EXERCISE OBJECTIVE
Copy out all of the entries below with their requests unchanged, and shift each answer coordinate by adding 38 to it. Leave the pictures out.

# START OF RECORD SET

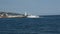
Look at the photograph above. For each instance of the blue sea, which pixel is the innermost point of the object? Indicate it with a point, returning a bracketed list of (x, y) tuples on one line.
[(49, 24)]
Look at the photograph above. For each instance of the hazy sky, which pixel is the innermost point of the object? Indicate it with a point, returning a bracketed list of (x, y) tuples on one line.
[(36, 7)]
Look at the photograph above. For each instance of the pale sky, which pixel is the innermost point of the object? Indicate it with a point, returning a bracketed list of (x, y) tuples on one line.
[(36, 7)]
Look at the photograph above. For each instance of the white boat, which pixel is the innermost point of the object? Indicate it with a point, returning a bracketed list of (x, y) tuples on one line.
[(31, 16)]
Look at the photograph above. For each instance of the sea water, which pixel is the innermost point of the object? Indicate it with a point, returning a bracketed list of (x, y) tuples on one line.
[(45, 25)]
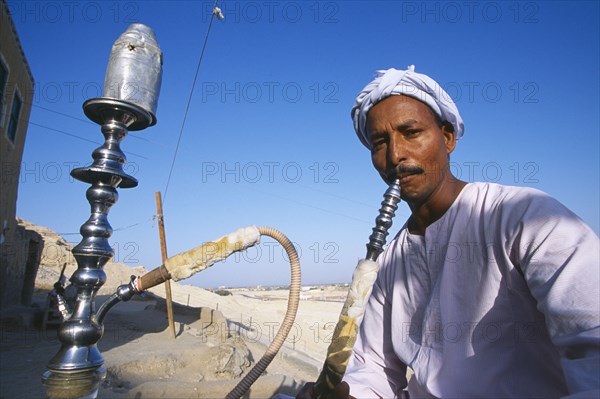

# END OF RECORD SET

FINAL ANSWER
Look at the photograph above. For each instance of the blue sea, which pixel is the innermost point of the object? Indicate it with a point, returning a bracketed list of (x, y) tuples on one line.
[(87, 62)]
Look at the photograph above. For each instance of the hazy sky, which pixel is the innermost point of the object? Indicate it with a point, returning a bracketed list of (x, y) tuples on one line.
[(74, 45)]
Look at the photograph above. For each instance of the pale sky, which pixel is the innermost point of the object? Indicate it with a point, returning a bracketed list of (x, y) tuples on one line.
[(74, 45)]
Look at the photograph above. For each instance of the white boat, which pixel is the innermost point of the object? Indicate it with a point, returning a bracketed list of (x, y) tuples on one line.
[(69, 54)]
Look at the photograph above. For each instance of the sea water, which pixel is the innermost point of the object? Indicate it with a point, returning a bracketed list of (x, y) tuples on one line.
[(83, 63)]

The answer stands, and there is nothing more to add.